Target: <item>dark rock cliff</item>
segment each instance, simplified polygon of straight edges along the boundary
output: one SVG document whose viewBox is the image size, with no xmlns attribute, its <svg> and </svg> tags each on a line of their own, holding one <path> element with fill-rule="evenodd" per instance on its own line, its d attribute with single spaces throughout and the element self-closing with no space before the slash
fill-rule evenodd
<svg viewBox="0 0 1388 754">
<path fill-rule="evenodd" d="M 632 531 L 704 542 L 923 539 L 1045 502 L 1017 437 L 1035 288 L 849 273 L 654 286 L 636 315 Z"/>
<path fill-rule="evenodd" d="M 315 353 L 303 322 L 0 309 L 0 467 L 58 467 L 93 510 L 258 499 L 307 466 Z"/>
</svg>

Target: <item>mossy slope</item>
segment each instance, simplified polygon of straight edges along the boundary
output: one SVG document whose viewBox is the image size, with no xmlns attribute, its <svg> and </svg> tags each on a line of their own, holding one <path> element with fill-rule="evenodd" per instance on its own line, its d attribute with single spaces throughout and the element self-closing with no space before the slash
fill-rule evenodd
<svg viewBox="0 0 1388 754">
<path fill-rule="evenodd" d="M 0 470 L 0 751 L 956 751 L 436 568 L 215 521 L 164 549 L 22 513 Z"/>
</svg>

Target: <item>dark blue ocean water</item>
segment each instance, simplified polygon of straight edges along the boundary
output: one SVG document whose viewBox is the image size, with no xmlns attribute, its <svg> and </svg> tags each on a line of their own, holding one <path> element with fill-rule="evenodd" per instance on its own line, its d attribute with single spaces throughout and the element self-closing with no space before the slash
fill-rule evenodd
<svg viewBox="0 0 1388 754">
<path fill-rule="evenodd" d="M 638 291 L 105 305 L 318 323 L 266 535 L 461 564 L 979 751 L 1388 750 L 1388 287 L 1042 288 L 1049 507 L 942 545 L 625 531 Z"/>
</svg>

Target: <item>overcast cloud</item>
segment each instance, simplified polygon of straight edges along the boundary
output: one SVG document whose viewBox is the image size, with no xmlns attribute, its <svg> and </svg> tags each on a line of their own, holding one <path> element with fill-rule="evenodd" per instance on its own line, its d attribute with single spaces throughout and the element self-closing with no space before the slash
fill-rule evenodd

[Given instruction] Rewrite every line of the rows above as a numbered list, leaving out the blank lines.

[Exercise response]
1. Target: <item>dark rock cliff</item>
2. segment each instance, simplified polygon of straight edges along the boundary
3. output: one SVG document whose viewBox is the image size, with no xmlns attribute, its <svg> and </svg> tags each on a line of their own, holding one <path> element with fill-rule="evenodd" per instance on its own line, its d attribute with single spaces throughout and the element self-closing with no space before the slash
4. fill-rule evenodd
5. <svg viewBox="0 0 1388 754">
6. <path fill-rule="evenodd" d="M 632 531 L 704 542 L 923 539 L 1045 502 L 1017 437 L 1035 288 L 849 273 L 654 286 L 636 315 Z"/>
7. <path fill-rule="evenodd" d="M 315 353 L 303 322 L 0 309 L 0 467 L 58 467 L 93 510 L 258 499 L 307 466 Z"/>
8. </svg>
9. Target: <item>mossy slope</item>
10. segment each instance, simplified polygon of straight edges along the boundary
11. output: one SVG document whose viewBox is the image size, with no xmlns attribute, its <svg> and </svg> tags each on a line of their own, holding one <path> element with fill-rule="evenodd" per instance on its own line, its d attribute with single spaces throughout and the element self-closing with no space before the slash
12. fill-rule evenodd
13. <svg viewBox="0 0 1388 754">
14. <path fill-rule="evenodd" d="M 0 470 L 0 751 L 956 751 L 436 568 L 215 521 L 164 549 L 22 513 Z"/>
15. </svg>
16. Target: <item>dark blue ocean water</item>
17. segment each instance, simplified polygon of straight edges along the boundary
18. output: one SVG document whose viewBox is the image size, with no xmlns attribute, its <svg> and </svg> tags each on a line of their own, holding one <path> element with fill-rule="evenodd" per instance on its own line, its d attribute with single spaces throughout and the element self-closing with no space before the slash
19. fill-rule evenodd
20. <svg viewBox="0 0 1388 754">
21. <path fill-rule="evenodd" d="M 638 291 L 105 305 L 318 323 L 266 535 L 461 564 L 979 751 L 1388 750 L 1388 287 L 1042 288 L 1049 507 L 942 545 L 625 531 Z"/>
22. </svg>
23. Target: <item>overcast cloud</item>
24. segment each instance, simplified polygon of straight edges along the boundary
25. output: one SVG document whose viewBox is the image size, with no xmlns attribute, its <svg> and </svg> tags each on a line of their own, holding one <path> element with fill-rule="evenodd" per instance on its own line, its d attribute with single spaces throughout and the element self-closing with no space before the slash
26. fill-rule evenodd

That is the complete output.